++++ Entries provided
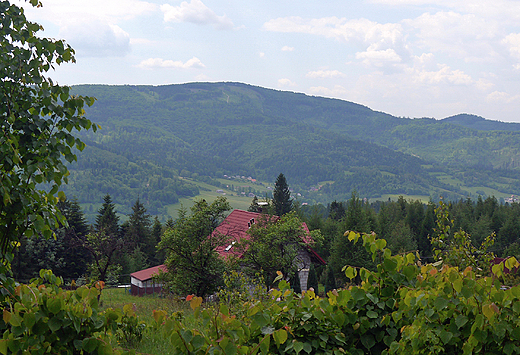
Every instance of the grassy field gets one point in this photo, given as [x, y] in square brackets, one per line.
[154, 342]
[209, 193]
++++++++
++++ Entries provided
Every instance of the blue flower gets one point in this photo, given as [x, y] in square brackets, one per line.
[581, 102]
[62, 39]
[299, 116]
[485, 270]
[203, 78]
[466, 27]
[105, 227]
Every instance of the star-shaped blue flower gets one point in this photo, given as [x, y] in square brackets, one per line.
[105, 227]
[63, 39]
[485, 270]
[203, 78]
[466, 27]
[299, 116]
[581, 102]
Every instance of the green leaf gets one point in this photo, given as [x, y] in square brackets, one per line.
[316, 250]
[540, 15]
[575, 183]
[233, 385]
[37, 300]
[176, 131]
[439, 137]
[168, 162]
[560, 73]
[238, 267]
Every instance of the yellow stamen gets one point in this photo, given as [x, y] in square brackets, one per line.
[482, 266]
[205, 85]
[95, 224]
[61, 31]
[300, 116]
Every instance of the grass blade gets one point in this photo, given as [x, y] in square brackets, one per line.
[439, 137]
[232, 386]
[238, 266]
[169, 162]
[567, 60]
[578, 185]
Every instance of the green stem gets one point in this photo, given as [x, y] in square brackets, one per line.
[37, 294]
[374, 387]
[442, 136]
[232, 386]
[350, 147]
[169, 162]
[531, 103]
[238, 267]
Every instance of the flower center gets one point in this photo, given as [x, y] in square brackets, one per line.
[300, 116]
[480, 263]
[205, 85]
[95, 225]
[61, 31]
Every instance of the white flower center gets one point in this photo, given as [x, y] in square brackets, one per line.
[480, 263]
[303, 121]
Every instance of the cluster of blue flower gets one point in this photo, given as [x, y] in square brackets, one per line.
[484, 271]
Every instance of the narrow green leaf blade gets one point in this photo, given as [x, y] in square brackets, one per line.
++++++++
[Directions for this task]
Reproduce exactly the lines above from the line with "Every instance of the cluster" to the line with "Every instance of the narrow", including both, and add nothing.

[Exercise result]
Every instance of the cluster of blue flower gets one point in this photo, given as [x, y] in square brackets, one per line.
[484, 271]
Every instance of the narrow green leaf blade gets one point in this photo, given as [x, y] in square brackets, one per line.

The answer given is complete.